*SUPPLIED RECORDS*.
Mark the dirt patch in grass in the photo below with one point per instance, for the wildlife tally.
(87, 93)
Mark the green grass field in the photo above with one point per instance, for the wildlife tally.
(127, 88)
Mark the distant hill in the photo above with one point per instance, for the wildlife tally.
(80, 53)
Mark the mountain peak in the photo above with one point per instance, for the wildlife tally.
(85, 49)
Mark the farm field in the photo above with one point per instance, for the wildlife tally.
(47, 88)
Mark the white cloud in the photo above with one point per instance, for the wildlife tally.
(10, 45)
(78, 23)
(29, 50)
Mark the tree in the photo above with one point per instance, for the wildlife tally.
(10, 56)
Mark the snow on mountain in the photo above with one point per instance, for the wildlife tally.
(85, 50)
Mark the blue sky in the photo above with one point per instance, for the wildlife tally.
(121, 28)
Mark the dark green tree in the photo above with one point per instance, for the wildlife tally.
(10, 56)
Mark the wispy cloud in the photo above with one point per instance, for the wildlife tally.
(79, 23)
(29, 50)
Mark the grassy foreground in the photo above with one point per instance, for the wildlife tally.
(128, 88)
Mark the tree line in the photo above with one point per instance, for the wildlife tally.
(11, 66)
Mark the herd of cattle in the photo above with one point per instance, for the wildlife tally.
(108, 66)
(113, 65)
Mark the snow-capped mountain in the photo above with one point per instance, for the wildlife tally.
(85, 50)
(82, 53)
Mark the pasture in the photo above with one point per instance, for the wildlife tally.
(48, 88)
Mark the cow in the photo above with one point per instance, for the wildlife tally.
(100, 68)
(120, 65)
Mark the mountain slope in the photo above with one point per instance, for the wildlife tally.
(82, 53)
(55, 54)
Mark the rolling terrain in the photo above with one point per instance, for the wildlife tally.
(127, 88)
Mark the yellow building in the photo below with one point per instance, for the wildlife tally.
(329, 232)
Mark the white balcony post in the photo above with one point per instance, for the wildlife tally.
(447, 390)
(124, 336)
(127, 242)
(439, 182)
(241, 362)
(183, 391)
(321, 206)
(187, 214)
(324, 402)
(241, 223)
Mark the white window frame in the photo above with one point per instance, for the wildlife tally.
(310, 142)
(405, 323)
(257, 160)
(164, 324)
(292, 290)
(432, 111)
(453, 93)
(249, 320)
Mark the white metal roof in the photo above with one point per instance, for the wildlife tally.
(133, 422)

*EXERCISE PROMPT*.
Rewrite the stretch from the line containing "Mark the yellow" through the end of the rows, both ends included, keeping every line and request. Scale each point coordinate in the answers by 2.15 and round to whole numbers, with halves rounded up.

*FINISHED TASK*.
Mark the yellow building in the photo below with one point per instance, for the wildlife tally.
(707, 499)
Mark the white balcony post in the photo above with one point per instance, for the wildlife tally.
(961, 839)
(267, 722)
(273, 520)
(944, 391)
(518, 778)
(393, 841)
(690, 443)
(402, 460)
(697, 864)
(518, 479)
Mark the white window frame in the photo above with one point per instance, for the wildlife tally.
(667, 305)
(871, 694)
(553, 344)
(353, 697)
(628, 624)
(929, 239)
(974, 200)
(535, 688)
Mark the white metal roof in the photo above with one point per instance, for the wildlife tally.
(286, 907)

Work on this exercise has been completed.